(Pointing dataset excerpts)
· · · ·

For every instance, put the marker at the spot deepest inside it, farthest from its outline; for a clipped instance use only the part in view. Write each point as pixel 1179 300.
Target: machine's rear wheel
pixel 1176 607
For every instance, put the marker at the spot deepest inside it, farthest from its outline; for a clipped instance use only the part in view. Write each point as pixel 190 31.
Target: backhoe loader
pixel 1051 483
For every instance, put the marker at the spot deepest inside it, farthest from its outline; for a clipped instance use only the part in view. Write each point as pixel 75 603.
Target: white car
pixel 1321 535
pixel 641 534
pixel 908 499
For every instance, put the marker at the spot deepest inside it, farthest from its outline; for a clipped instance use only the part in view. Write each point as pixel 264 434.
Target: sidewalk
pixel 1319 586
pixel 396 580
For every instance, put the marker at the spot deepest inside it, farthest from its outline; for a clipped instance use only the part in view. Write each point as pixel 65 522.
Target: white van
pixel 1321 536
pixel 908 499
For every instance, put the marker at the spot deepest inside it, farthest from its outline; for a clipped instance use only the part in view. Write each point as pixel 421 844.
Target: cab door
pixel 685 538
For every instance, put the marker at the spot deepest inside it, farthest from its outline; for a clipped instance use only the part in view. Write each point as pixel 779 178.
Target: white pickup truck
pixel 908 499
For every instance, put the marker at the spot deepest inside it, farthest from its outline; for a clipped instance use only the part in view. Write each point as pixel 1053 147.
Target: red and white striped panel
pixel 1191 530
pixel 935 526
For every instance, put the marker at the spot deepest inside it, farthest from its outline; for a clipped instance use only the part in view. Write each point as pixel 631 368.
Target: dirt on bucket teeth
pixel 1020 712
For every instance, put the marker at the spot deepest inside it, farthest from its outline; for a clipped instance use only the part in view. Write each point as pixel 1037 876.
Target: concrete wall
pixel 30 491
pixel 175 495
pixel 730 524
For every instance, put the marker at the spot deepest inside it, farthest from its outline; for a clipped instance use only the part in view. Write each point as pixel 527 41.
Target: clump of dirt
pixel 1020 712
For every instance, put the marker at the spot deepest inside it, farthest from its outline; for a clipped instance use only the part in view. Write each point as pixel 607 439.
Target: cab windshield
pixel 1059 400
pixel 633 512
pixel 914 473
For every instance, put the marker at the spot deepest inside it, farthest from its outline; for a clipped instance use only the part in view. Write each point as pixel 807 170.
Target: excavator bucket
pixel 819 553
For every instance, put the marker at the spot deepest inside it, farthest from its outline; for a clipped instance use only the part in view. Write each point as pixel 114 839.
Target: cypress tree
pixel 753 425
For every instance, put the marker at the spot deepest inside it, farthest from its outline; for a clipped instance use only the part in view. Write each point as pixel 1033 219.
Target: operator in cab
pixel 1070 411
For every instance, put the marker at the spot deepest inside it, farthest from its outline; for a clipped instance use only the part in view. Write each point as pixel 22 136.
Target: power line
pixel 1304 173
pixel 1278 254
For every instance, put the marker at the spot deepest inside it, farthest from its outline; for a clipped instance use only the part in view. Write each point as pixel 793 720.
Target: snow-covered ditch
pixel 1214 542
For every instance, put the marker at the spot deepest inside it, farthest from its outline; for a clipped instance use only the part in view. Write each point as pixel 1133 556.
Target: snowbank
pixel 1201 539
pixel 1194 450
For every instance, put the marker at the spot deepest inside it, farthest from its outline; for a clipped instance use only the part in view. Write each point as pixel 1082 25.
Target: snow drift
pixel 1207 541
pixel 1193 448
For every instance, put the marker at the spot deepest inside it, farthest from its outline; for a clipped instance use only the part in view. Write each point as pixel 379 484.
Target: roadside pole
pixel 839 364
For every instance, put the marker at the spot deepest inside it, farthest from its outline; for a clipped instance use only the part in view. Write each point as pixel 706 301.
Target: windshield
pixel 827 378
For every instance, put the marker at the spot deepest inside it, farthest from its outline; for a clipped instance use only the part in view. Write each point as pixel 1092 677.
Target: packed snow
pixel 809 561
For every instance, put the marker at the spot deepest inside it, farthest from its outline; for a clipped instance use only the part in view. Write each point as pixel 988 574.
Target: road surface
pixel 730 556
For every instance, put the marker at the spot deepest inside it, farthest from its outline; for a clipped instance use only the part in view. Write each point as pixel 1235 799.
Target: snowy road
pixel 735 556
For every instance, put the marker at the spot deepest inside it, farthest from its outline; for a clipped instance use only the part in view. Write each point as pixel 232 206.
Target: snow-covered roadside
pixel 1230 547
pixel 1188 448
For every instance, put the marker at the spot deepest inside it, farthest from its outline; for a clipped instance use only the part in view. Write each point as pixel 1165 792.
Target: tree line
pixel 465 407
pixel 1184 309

· · · ·

**Your instructions:** Quote the records verbatim, beginning with the line containing "pixel 379 484." and continuing through the line containing "pixel 1188 448".

**Response to the task:**
For every instance, put the marker at the spot deepest inside it, farthest from its outline; for a clipped instance use only the part in view. Write each point as pixel 379 484.
Target: roadside pole
pixel 839 364
For every instance, put the marker at the spot deepest inside it, farthest from its outline; for a clipped instance use only the part in view. Write each point as pixel 706 301.
Target: windshield
pixel 827 378
For every instance, put the marker at the spot deepest inside it, farthest from its outline; for a clipped instance use only the part in view. Write each point as pixel 1092 677.
Target: packed snow
pixel 809 561
For every instance, put the marker at the spot deepest inside it, farthest from its outline; for a clipped instance use only the part in view. Write each point as pixel 988 574.
Target: road surface
pixel 730 556
For every instance, put the marker at the spot deepest inside it, farthest from its outline; for a clipped instance use only the part in view. Write each point as pixel 1235 799.
Target: snowy road
pixel 735 556
For every instance, put the marker at the spot deepest inside it, farthest from its outline; for a clipped instance use only the part in view. Write each point as pixel 232 206.
Target: snow-covered roadside
pixel 1230 547
pixel 1188 448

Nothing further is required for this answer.